__YOUR ASSIGNMENT__
Among the entries below, copy only the span from the line containing "lookup crop field --output bbox" through the line containing "lookup green tree --output bbox". Do so exactly, and skip the pictures.

__INFORMATION GIVEN__
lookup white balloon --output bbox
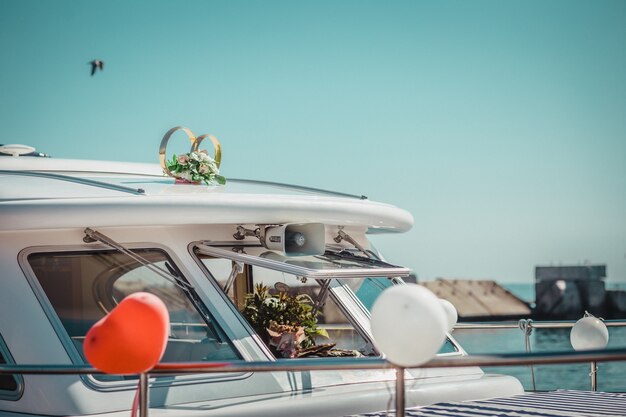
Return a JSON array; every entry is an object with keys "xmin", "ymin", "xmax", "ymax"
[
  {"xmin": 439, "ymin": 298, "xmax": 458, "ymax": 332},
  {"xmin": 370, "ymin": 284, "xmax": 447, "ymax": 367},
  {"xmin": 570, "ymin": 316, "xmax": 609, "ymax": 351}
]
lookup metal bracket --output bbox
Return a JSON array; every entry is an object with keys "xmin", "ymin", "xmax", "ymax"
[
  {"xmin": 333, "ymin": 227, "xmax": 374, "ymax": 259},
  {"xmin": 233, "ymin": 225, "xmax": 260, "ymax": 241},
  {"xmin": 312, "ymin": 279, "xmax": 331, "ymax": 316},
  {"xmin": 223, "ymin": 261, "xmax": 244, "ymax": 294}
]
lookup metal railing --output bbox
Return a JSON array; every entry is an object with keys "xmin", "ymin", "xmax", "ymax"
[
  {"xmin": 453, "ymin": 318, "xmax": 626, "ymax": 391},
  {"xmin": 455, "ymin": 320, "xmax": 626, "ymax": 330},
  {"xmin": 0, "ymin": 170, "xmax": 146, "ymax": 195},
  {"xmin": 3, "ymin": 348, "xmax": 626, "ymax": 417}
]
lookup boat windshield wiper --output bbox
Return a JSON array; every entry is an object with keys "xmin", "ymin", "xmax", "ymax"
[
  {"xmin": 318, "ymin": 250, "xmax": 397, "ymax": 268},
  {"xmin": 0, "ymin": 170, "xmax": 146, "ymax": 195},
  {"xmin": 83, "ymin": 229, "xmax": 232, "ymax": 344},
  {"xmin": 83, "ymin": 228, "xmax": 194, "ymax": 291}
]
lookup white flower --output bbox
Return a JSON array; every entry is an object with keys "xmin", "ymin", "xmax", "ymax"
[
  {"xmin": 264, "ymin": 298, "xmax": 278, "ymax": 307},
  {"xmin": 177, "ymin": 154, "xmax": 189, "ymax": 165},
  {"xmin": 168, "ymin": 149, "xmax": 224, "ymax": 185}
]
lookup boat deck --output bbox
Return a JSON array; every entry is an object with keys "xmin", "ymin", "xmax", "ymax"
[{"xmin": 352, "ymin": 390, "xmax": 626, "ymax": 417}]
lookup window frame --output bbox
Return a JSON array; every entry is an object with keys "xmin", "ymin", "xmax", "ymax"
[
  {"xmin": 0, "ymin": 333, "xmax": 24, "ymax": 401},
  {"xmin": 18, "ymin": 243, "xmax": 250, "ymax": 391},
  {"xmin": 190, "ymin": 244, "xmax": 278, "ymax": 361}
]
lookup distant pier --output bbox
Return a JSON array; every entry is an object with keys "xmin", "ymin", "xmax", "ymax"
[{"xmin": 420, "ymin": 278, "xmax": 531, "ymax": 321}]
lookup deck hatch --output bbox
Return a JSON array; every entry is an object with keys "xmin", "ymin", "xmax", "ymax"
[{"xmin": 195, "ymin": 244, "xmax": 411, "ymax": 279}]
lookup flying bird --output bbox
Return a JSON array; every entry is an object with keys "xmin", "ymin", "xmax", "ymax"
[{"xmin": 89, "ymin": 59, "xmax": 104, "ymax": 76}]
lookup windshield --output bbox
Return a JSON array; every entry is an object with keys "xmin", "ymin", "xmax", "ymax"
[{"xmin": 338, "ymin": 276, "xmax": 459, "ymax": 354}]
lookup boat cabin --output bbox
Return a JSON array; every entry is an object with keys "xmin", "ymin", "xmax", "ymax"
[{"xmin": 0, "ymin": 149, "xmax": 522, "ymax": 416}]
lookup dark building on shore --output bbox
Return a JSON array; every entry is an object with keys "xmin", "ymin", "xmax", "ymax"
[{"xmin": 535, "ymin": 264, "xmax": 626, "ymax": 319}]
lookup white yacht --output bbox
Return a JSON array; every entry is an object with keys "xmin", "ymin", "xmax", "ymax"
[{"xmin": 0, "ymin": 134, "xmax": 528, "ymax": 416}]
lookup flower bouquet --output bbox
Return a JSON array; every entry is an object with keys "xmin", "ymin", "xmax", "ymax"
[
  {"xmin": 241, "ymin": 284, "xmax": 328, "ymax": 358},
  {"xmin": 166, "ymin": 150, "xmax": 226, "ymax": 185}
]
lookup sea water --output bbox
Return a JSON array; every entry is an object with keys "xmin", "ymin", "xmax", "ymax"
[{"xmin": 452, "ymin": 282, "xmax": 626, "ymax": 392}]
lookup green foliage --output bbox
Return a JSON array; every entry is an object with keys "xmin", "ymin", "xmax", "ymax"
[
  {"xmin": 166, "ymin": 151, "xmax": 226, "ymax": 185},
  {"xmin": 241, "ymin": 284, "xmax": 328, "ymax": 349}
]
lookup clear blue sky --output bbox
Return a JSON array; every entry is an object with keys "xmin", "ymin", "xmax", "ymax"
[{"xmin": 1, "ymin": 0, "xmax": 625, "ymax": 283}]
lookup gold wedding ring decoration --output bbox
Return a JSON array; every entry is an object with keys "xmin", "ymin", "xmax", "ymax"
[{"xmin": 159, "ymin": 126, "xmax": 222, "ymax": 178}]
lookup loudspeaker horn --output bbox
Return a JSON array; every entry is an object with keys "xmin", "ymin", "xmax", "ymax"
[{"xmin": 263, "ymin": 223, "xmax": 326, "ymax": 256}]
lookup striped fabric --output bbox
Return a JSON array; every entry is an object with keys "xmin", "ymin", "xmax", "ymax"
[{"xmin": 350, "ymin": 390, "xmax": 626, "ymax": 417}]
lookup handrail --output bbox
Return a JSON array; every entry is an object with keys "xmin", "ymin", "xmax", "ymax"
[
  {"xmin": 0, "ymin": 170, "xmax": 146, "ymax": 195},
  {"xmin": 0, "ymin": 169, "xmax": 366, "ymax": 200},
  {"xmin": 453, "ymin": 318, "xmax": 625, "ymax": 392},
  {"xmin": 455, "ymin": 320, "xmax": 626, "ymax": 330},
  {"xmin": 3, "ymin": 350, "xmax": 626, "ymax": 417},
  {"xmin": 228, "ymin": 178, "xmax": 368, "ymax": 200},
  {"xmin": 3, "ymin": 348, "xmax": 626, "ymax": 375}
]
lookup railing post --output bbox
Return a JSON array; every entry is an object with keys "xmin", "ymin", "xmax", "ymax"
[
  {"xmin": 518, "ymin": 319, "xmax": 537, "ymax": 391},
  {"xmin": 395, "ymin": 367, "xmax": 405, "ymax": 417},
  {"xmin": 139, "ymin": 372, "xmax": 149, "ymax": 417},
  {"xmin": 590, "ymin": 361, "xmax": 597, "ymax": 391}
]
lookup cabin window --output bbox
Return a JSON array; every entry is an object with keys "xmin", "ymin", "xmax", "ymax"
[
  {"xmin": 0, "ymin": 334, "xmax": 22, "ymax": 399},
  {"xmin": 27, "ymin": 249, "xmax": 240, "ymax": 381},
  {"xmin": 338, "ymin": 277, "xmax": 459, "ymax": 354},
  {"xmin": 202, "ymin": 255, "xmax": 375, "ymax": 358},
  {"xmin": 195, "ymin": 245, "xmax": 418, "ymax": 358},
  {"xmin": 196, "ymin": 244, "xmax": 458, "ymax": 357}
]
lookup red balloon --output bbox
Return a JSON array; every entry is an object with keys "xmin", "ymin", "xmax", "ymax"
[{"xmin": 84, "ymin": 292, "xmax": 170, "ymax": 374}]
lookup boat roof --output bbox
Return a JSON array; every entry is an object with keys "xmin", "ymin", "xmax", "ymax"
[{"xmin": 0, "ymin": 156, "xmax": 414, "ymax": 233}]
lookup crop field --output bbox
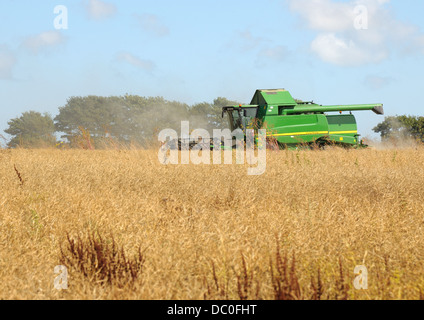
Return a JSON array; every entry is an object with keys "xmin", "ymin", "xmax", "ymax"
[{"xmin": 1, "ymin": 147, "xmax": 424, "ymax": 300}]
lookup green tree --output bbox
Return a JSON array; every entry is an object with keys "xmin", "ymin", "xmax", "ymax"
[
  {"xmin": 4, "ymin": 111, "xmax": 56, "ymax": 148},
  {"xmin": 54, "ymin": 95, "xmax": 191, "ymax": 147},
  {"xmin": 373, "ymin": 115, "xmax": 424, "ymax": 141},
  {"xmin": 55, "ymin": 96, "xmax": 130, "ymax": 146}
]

__RESPONSE__
lookup crop field --output bbox
Return a JSON array; every entry is an object with keys "xmin", "ymin", "xmax", "ymax"
[{"xmin": 1, "ymin": 147, "xmax": 424, "ymax": 300}]
lookup green tree --output bbox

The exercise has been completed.